Document ▸
-=-=-

The respondent is not given any notice of application if it is an ex-parte or urgent application. Only the court will be notified of the proceedings and only the applicant will be heard. Generally, in all these kinds of applications, it is mandatory that the applicant sets forth the grounds or facts that necessitate non-compliance with the general rule of service of process to all litigants. In this kind of proceedings a relief sought may be an immediate one, interim or one in which nobody save the applicant is interested. Where the relief would affect the rights of others, or if other parties must be heard, because they have an interest in the outcome of the issue, a court will order a rule nisi calling upon such parties to show cause why the order of the court as prayed by the applicant cannot be made final. In this way, these other parties will be heard.

All application proceedings (motions) are decided purely on the basis of signed and sworn to affidavits setting out the facts common to the parties. This sworn to statement of fact is also a statement of evidence, sometimes and under exceptional circumstances, they may not follow the normal rules of evidence; for example, they may contain hearsay information. Since the hearing of an application proceeding is confined to the papers file by the parties, no oral evidence is given unless it has been specifically ordered by the court to resolve any dispute of fact which may exist during the course of hearing, or ex-facie the affidavits.

Petitions that are moved only in the High Court are provided for under different statutes, and each statute prescribes the content peculiar to the case thus regulated. While a petition follows the general rules for applications, it has to conclude with the form of the order sought and be signed by the petitioner. In addition, the petitioner or somebody on his behalf must swear to a verifying affidavit, - HCR 8(3).

Save where the application is a petition, the court rules provide for a basic form for the different types of applications. It is a formal requirement that an affidavit, in support of the application, must be sworn to and signed before a Commissioner of Oaths. According to case law in Lesotho, an attorney or his partner, or his agent cannot act as such a Commissioner on behalf of his client. The Commissioner of Oaths must sign the declaration of oath and indicate the date and place where the affidavit was sworn to.

There are fewer drafts in application proceedings hence, in most cases commenced in this manner, the maximum number of affidavits is only three sets. Additional affidavits are an exception, and only permissible by order of court.

For all process, the periods for filing summonses, notices, affidavits or subsequent court papers, and pleadings are spelled out in the court rules.

III. Service of Process

Both the High Court and Magistrate Court rules prefer personal service over other modes of service of process. In exceptional circumstances such as where the defendant whereabouts are unknown, or if the defendant is outside the Kingdom, substituted service or service by edict can be ordered on the application of the plaintiff. Personal service could, even in these situations, be effected through diplomatic or consular services. Personal service is effected in one of the following ways:

bulletdelivery of the court process to the person being served;
bulletleaving the process at that persons place of business, employment or resident. If the person to be served is absent, then the process is left to a person in authority or to a person of an apparent age of 16 years;
bulletvariations exist for service to those with legal disabilities, and for serving legal entities (companies, partnerships, etc.).

-=-=-

Directions ▸ Extend the passage on Lesotho court procedure, picking up after its final line. The rows have nothing to do with the passage on Lesotho court procedure.

-=-=-

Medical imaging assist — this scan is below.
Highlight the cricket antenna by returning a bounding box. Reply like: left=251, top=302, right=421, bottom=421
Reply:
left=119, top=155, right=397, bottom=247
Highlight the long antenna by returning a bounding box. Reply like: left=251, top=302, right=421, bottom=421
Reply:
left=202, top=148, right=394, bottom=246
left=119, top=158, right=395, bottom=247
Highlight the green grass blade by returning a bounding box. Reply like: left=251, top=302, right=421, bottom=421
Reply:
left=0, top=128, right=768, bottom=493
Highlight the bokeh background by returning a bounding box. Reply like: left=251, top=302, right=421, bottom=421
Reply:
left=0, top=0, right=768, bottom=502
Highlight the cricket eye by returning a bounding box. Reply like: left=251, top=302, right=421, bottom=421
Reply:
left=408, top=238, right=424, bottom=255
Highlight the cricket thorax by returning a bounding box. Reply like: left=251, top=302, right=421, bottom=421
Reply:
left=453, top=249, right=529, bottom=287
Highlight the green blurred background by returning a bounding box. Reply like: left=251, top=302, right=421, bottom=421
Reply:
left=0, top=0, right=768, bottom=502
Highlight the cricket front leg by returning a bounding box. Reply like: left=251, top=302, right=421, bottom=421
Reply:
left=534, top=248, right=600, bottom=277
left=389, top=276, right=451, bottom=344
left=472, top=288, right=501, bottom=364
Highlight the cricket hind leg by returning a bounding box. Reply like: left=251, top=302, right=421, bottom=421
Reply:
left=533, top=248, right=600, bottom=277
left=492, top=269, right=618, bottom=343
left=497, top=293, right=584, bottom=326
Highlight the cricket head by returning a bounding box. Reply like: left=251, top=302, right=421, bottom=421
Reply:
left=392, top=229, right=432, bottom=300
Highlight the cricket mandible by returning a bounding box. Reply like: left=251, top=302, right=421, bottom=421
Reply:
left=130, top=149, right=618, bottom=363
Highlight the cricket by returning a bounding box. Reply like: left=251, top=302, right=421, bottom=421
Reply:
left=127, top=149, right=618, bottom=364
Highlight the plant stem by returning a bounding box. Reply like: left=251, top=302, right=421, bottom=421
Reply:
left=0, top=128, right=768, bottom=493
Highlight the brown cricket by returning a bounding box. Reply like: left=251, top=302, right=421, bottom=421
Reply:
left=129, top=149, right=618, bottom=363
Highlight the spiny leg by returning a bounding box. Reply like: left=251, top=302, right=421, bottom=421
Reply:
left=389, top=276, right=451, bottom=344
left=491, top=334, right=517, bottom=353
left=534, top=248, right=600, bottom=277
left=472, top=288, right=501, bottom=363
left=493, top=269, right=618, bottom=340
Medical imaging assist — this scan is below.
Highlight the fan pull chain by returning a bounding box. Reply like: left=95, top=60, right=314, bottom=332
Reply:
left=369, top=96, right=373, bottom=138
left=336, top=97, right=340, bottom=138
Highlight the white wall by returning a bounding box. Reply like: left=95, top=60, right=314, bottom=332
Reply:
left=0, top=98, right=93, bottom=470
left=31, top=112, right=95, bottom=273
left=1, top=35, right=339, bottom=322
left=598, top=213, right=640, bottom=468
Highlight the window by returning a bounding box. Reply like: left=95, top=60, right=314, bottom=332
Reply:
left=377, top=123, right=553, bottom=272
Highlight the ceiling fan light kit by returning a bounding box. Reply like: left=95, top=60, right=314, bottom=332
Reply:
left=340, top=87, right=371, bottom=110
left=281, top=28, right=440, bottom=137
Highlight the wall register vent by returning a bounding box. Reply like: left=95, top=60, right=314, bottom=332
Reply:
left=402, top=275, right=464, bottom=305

-=-=-

Output of the exercise ▸
Service of process is executed by messengers of court in the Magistrate Courts; and in the High Court, it is the sheriff or his deputy. These officers are mandated to make a return of service respectively to the Clerk of Court and the Registrar.

The rules also permit service by registered post. In the past, service of summons was also by telegraphic means (the Morse code). The court rules also mandates litigants to choose an address of service within a prescribed area of distance from the court seat. In the case of the High Court, this distance is five (5) kilometres. For Magistrates Courts, it is seven (7) kilometres. Subsequent service of process particularly by the defendant or respondent will be made at his chosen place of service.


The rules mandate litigants to be present during the hearing. In the case of application proceedings since there will be no viva voce evidence, the litigants representative (lawyers) presence suffice. Evidence must be given orally and the witnesses examined and cross-examined. The value of this rule lies in testing a witness demeanour and consistence in relaying the facts.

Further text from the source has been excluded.